• _本文の抜粋_
■ ■ ■ ■
前立腺癌、重粒子治療体験記

前立腺癌と重粒子治療について、私の経験をお伝えして行きたいと思います。

324.私の会社員時代、やってらんない記憶.57

営業になって、続けて思ったのは決算書についてでした。昔はそんなに厳格には販売の審査等を行なっていなかったようなのですが、段々と世の中も変わって行くと、信用枠だの稟議制度等がしっかりと運用され始め、顧客にはよく決算書をもらう様になって来ました。その為、我々もよく決算書については勉強されられました。

売上があって、仕入れや給料や店の維持等の経費があって、銀行利息とかを調整して、利益が出る一連の数字がこの決算書には出ているのです。また今までの蓄積もこれに書いてあり、これに基づき、顧客の信用枠を決めたり、本部の稟議書を書いたりするのです。そこで私が気になったのが、結構赤字の会社があった事でした。赤字って事は、お金が足りないという事です。そしてある日、何とある顧客にその事を聞いてみたのです。単刀直入に、赤字なのにどうやって食べてるのですか?、と。するとその顧客は、アッケラカンと私に言ったのです。「そんな物、正確に出す奴なんかいるか。税金取られるだけだ」と言ったのです。当時はまだ昭和の時代、まだまだアナログでしたし、主に現金払いで商売をしていた時代です。こんな事はザラにあったのです。

実際に、売上を載せていないなんていうのはザラで、アパートを持っているのに収入を載せていないとか、架空の従業員に給与を払っていたりなんて言うのもありました。またハンコをたくさん持っていて、勝手に領収書を作って経費にしている顧客もたくさんいたのです。結局、当時の決算書なんていうのは、上場企業でもなければ、結構いい加減な物だったのです。私はそれを、うちの実家もそうなのかな〜と、興味深く見ていました。

そんなある日、店で顧客の信用枠を作る話になりました。この顧客はいつも多少の赤字を出しているので、店のウケもあまり良くないのでした。私は顧客に頼まれた数字を希望枠として申請したのです。すると事務から、待ったの判断が出ます。決算書の数字から見るとこの販売枠は大きすぎるとの事でした。それについては例の如く、それは昨年の数字で今年は更に売上がアップするそうです、などとのらりくらり反論していると、この顧客はいつもそうだ、みたいな事を言う事務がいたのです。決算書の売上と弊社の仕入れを見ると、売上が少ないので赤字になると分析していたのです。要は安売りし過ぎとの判断でした。そして事務の結論は信用枠の減額です。
■ ■ ■ ■
• _渡されたデータ_
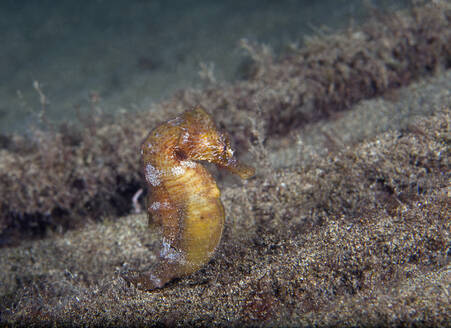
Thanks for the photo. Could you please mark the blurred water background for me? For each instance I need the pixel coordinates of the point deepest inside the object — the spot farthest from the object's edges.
(125, 55)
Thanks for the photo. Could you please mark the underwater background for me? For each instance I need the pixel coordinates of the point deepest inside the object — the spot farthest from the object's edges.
(342, 107)
(130, 54)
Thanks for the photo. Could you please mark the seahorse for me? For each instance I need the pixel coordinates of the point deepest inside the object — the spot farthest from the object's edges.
(184, 200)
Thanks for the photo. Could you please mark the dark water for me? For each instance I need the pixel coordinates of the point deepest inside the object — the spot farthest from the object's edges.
(65, 56)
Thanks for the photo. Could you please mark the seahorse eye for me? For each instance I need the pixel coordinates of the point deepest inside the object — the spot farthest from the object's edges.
(179, 154)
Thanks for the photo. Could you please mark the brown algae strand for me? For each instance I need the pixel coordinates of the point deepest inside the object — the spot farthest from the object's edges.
(183, 196)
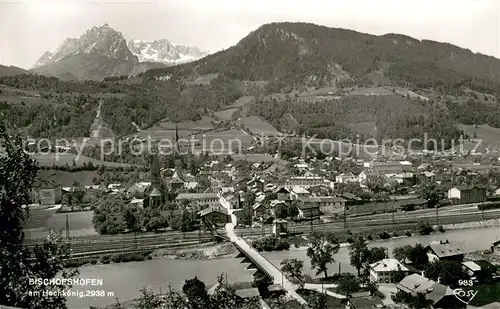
■ ■ ■ ■
• _やること_
**1.** 会社員時代の回想の中で、当時の顧客が決算書をごまかしていたやり方として挙げられているものを、すべて書き出してください。
**2.** 会社員時代の回想を、事務が信用枠の減額という結論を出したところから先へ書き進めてください。
データは、会社員時代の回想とは関係のない別の資料です。

• _課題ごとの答え_
**1.**
・売上を載せていない
・アパートを持っているのに、その収入を載せていない
・架空の従業員に給与を払っている
・ハンコをたくさん持っていて、勝手に領収書を作って経費にしている

**2.**
私はそれに対して、常識外れな事を言って反論しました。我が闘争の始まりです。「そもそもこの決算書って、本当の数字なのですかね〜」。すると一瞬、皆は、何言ってんだ?という顔になりました。事務は、それでは粉飾決算では無いかと言い始めます。私は、粉飾は利益を水増しする事が主な目的であり、この場合は単に売上を抜いている可能性があり、逆に悪く見せているのでは、と言ったのです。続けて、考えてみればこの顧客、毎年赤字なのになぜ食べて行けるのか。現場に行けば直ぐに分かります。そんな厳格な数字を出している経営者なんていませんよ、と私は言ったのです。どこかに隠している収入があるのか、または売上を少なくしていると思いませんか?と、突っ込みました。

事務はそれは一大事と大騒ぎをし出しますが、それがこの当時の現実だったのです。なので、よく税務署から税務調査が入り、追徴課税させられていたのです。この辺りは、映画の「マルサの女」を見るとよく分かります。私もこの映画は封切りと同時に見に行き、随分と影響を受けた映画で、後輩達にもぜひ見るように勧めていました。机上で論ずるよりも、実際の動きを確かめて色々と判断すべきではないかと、この闘争は私は引きませんでした。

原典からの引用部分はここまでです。